RECORD EXTRACTS

+++++

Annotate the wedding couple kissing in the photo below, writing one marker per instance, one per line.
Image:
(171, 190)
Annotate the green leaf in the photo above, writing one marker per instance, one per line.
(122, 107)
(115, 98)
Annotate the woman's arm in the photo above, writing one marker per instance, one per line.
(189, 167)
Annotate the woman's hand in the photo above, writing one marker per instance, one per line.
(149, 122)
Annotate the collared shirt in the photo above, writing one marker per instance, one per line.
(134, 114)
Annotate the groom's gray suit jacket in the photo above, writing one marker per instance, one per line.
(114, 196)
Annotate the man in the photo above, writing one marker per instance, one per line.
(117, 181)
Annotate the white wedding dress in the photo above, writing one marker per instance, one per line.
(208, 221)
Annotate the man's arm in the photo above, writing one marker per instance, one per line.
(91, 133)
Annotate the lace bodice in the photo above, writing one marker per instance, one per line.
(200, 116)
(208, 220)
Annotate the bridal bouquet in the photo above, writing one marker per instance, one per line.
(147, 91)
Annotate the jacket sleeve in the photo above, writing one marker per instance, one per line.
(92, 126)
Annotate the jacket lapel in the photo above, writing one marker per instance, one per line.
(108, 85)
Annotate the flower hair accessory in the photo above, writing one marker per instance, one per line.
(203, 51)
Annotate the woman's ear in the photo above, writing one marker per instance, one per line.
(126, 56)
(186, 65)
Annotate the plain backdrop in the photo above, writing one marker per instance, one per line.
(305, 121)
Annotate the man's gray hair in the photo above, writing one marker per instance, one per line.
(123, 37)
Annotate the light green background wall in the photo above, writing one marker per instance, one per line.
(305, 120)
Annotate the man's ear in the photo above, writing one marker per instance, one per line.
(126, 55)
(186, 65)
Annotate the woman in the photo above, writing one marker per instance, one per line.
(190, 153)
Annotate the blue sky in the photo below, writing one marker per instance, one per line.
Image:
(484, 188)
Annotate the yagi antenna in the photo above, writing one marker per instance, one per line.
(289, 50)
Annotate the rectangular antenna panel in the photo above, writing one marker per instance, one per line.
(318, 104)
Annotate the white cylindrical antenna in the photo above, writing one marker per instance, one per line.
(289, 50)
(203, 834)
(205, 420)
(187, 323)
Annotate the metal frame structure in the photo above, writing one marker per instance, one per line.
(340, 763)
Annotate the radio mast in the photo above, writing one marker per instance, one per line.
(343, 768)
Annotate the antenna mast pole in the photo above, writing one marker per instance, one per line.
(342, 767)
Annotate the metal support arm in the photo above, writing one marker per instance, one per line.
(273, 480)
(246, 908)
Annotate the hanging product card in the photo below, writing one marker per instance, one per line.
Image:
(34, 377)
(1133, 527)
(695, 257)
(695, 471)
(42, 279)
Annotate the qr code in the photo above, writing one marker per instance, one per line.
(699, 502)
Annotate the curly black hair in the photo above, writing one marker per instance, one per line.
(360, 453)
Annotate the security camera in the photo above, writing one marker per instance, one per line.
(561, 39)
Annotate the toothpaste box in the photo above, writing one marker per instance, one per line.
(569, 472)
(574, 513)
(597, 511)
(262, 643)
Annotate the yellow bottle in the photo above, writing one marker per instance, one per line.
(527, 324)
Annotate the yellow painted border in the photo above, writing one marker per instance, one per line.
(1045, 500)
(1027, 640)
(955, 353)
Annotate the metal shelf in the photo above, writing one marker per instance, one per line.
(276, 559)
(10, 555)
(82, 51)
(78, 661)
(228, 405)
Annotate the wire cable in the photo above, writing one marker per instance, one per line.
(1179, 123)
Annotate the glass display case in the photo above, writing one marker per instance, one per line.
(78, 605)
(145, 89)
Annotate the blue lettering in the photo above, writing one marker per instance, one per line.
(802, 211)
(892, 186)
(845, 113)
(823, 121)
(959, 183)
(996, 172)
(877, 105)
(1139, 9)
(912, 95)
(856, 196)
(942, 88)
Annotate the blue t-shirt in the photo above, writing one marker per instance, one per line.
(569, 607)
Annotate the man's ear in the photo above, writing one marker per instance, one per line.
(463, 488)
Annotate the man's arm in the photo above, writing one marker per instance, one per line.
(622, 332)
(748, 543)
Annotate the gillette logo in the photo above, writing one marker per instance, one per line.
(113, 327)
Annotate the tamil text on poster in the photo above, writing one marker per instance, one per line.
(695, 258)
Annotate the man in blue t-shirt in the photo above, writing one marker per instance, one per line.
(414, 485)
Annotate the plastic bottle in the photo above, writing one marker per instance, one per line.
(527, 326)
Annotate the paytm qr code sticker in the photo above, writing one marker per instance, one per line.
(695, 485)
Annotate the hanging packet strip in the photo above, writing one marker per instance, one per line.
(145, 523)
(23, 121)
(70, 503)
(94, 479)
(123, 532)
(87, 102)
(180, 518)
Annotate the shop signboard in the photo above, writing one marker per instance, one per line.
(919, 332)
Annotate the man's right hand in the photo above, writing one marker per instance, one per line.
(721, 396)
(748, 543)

+++++

WHAT TO PRODUCE
Copy the data once more. Leave nothing out.

TASK RESULT
Annotate the wedding couple kissing in the photo below, writing one marker per instance, one per line.
Image:
(171, 190)
Annotate the green leaf in the photo above, writing one marker per instance, one per line.
(122, 107)
(115, 98)
Annotate the woman's arm in the photo above, writing one marker per instance, one per line.
(189, 167)
Annotate the woman's hand in the photo above, writing one marker per instance, one per line.
(149, 122)
Annotate the collared shirt in the photo above, writing one marker per instance, one per line.
(134, 114)
Annotate the groom's gray suit jacket in the photo above, writing one marker per instance, one per line.
(114, 196)
Annotate the man in the photo above, writing one marker per instance, one per line.
(117, 181)
Annotate the white wedding dress in the photo above, writing one marker per instance, one per line.
(208, 221)
Annotate the man's arm in the photo above, writing one marker per instance, one per line.
(91, 133)
Annotate the lace bodice in the photo above, writing one marker per instance, one per line.
(200, 116)
(208, 220)
Annotate the bridal bouquet in the photo above, writing one marker per instance, one per line.
(147, 91)
Annotate the jacket sleeve in the photo above, writing one marker per instance, one per line.
(92, 126)
Annotate the jacket lapel in the photo above, writing one marker per instance, one per line.
(108, 85)
Annotate the flower hair accessory in the photo above, writing one marker per instance, one per line.
(203, 51)
Annotate the woman's ear in the photo above, writing one marker per instance, one per line.
(126, 56)
(186, 65)
Annotate the plain backdrop in the photo above, writing one marker per instance, one per line.
(305, 121)
Annotate the man's gray hair in the photo above, writing one marker per instance, one per line.
(123, 37)
Annotate the light green background wall in the photo above, writing one marker per instance, one per line.
(305, 120)
Annotate the man's ear in the photo above, writing one marker per instance, one per line.
(126, 55)
(186, 65)
Annotate the woman in the photo above, writing one marker per instance, one per line.
(190, 153)
Annotate the blue sky in the photo below, writing one marker per instance, one per line.
Image:
(484, 188)
Annotate the yagi antenna in the photo above, writing one marker per instance, one per line.
(289, 50)
Annotate the rectangular antenna panel in the photo above, writing one marker per instance, one per line.
(318, 104)
Annotate the white cylindrical antenna in the photo above, writing one marker per instance, one per line.
(289, 50)
(203, 834)
(205, 420)
(187, 323)
Annotate the metal frame structure in the photo above, writing one marker per instance, one per line.
(340, 763)
Annotate the radio mast in the photo above, writing one marker per instance, one per line.
(343, 768)
Annotate the antenna mast pole in the photo above, writing one marker per instance, one per line.
(342, 767)
Annotate the metal support arm in the photo above, writing one marker per instance, one per line.
(273, 480)
(246, 908)
Annotate the hanging product card in the photo below, writing one marker per instance, one per line.
Image:
(34, 377)
(1133, 527)
(695, 257)
(695, 471)
(42, 279)
Annotate the qr code in the photo above, writing one marker per instance, one per line.
(699, 502)
Annotate the curly black hair in the photo above, writing one marker per instance, one per line.
(360, 453)
Annotate the security camera in the photo above, writing one marker per instance, one per line.
(561, 39)
Annotate the toothpaste box in the photo above, writing one marker per instance, one per line.
(569, 472)
(574, 513)
(597, 511)
(262, 643)
Annotate the yellow bottle in the photo above, writing one marker per instance, one per line.
(527, 324)
Annotate the yellow painted border in the photo above, writing one marker per instance, one per line.
(1045, 500)
(1027, 640)
(955, 353)
Annotate the metal shelf in the photo above, writing one marker per instance, one per line.
(276, 559)
(10, 555)
(82, 51)
(78, 661)
(228, 405)
Annotate the wire cable in the photo above, writing one marker per instance, one per line.
(1179, 123)
Annotate the glass display case in the photo above, writing one marker per instance, one per line.
(78, 605)
(145, 89)
Annotate the blue lettering in the photo above, writing one marker per instance, one per line.
(802, 211)
(892, 186)
(845, 113)
(823, 121)
(959, 183)
(996, 172)
(877, 105)
(1139, 9)
(912, 95)
(856, 196)
(942, 88)
Annotate the blue t-shirt in the photo above, writing one marker per instance, one per line.
(569, 607)
Annotate the man's ear in the photo above, writing one marker per instance, one per line.
(463, 488)
Annotate the man's arm in the photo above, writing one marker per instance, one per line.
(622, 332)
(748, 543)
Annotate the gillette logo in the photo above, writing one marker per instance, one per line.
(113, 327)
Annotate the tamil text on poster in the photo above, writing one marker per instance, one per line.
(695, 258)
Annotate the man in blue t-shirt in the photo above, writing one marker per instance, one per line.
(414, 485)
Annotate the plastic bottle in the photo above, writing one marker per instance, one per line.
(527, 326)
Annotate the paytm qr code sticker in the photo above, writing one marker per instance, one per line.
(695, 485)
Annotate the hanging packet strip in the photo above, writing one marker per instance, one per line.
(145, 523)
(23, 121)
(70, 503)
(94, 479)
(123, 532)
(87, 102)
(180, 518)
Annotate the shop signboard in the photo above, writing one marker per instance, one per line.
(919, 332)
Annotate the man's right hand in the photo above, writing one marker per instance, one per line.
(721, 396)
(748, 543)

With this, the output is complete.